#### [BRANO FORNITO]

.....

In una giornata ricca di eventi di rilievo, i mercati azionari hanno mostrato una risposta mista, quasi indifferente, nonostante i forti catalizzatori macro e politici. La sessione ha visto il taglio “jumbo” da 50 punti base della Swiss National Bank (SNB) e una riduzione di 25 punti base da parte della BCE, segnali di un allentamento monetario concertato in Europa. Sul fronte politico, l’apertura di Wall Street è stata accompagnata dai commenti positivi del futuro Presidente degli Stati Uniti, che ha enfatizzato prospettive favorevoli per il settore corporate, rafforzando il sentiment negli Stati Uniti. Tuttavia, questi sviluppi non sono riusciti a imprimere una direzione chiara ai mercati, lasciando gli investitori in una posizione di attesa e cautela.

.....

#### [CONSEGNA]
Trascriva dal brano sui mercati azionari il passo che comincia con "In una giornata" e prosegue fino a "attesa e cautela.".

[Voci elencate in un dataset]
.....

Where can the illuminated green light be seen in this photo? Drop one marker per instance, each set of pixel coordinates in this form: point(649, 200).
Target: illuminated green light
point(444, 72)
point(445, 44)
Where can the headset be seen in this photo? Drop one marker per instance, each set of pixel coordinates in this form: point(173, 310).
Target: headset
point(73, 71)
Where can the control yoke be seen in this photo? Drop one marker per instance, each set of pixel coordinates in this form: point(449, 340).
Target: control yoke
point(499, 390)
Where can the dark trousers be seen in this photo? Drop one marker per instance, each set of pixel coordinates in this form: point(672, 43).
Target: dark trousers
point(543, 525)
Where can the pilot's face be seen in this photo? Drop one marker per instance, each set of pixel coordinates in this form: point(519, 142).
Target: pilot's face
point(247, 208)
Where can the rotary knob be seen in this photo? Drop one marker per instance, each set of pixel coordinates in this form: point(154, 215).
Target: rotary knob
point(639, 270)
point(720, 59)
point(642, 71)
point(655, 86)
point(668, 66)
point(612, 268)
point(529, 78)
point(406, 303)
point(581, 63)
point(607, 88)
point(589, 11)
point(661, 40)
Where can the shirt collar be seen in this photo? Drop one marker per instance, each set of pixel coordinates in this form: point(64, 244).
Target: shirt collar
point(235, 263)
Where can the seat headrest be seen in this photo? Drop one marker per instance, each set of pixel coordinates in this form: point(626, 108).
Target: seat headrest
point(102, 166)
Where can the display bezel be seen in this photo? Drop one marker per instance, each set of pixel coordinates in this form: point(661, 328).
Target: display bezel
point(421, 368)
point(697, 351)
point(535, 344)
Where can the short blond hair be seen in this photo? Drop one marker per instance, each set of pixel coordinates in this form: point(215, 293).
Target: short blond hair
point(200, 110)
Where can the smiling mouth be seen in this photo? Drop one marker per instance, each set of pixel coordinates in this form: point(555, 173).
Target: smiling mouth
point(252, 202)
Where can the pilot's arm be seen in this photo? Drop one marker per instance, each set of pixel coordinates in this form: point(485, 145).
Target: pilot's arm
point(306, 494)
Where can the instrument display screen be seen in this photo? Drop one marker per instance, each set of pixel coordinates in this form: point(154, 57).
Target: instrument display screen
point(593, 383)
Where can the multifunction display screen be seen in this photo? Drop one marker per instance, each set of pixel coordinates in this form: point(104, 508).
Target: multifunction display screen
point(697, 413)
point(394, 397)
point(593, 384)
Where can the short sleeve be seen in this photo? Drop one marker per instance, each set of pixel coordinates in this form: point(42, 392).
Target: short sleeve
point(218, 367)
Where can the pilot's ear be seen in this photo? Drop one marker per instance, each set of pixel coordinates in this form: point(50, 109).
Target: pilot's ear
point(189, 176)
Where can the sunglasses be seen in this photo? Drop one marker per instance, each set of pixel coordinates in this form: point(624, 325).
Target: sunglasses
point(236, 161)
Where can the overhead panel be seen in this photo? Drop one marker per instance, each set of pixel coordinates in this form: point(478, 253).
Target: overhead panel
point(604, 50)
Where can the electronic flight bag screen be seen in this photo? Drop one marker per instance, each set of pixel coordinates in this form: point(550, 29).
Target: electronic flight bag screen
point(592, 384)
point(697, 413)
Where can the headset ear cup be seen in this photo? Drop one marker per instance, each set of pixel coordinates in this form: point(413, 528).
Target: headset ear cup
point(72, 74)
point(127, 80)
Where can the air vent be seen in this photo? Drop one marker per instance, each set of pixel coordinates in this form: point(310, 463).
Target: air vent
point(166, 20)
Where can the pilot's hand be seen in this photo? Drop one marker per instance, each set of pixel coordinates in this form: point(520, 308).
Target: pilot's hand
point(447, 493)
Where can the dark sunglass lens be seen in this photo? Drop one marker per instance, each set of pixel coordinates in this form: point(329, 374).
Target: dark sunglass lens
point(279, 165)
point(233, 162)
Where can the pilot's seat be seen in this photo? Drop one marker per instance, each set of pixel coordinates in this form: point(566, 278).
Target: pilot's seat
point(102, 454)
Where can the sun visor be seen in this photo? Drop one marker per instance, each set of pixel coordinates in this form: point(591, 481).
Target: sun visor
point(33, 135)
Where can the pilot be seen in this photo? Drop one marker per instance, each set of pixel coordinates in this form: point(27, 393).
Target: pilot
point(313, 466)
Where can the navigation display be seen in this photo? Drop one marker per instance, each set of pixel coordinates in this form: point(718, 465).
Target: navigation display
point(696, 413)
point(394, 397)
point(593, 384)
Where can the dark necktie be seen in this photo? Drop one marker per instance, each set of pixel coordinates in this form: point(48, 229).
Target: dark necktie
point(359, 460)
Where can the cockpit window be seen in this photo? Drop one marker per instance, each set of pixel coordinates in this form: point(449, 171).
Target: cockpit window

.....

#### [RISPOSTA]
In una giornata ricca di eventi di rilievo, i mercati azionari hanno mostrato una risposta mista, quasi indifferente, nonostante i forti catalizzatori macro e politici. La sessione ha visto il taglio “jumbo” da 50 punti base della Swiss National Bank (SNB) e una riduzione di 25 punti base da parte della BCE, segnali di un allentamento monetario concertato in Europa. Sul fronte politico, l’apertura di Wall Street è stata accompagnata dai commenti positivi del futuro Presidente degli Stati Uniti, che ha enfatizzato prospettive favorevoli per il settore corporate, rafforzando il sentiment negli Stati Uniti. Tuttavia, questi sviluppi non sono riusciti a imprimere una direzione chiara ai mercati, lasciando gli investitori in una posizione di attesa e cautela.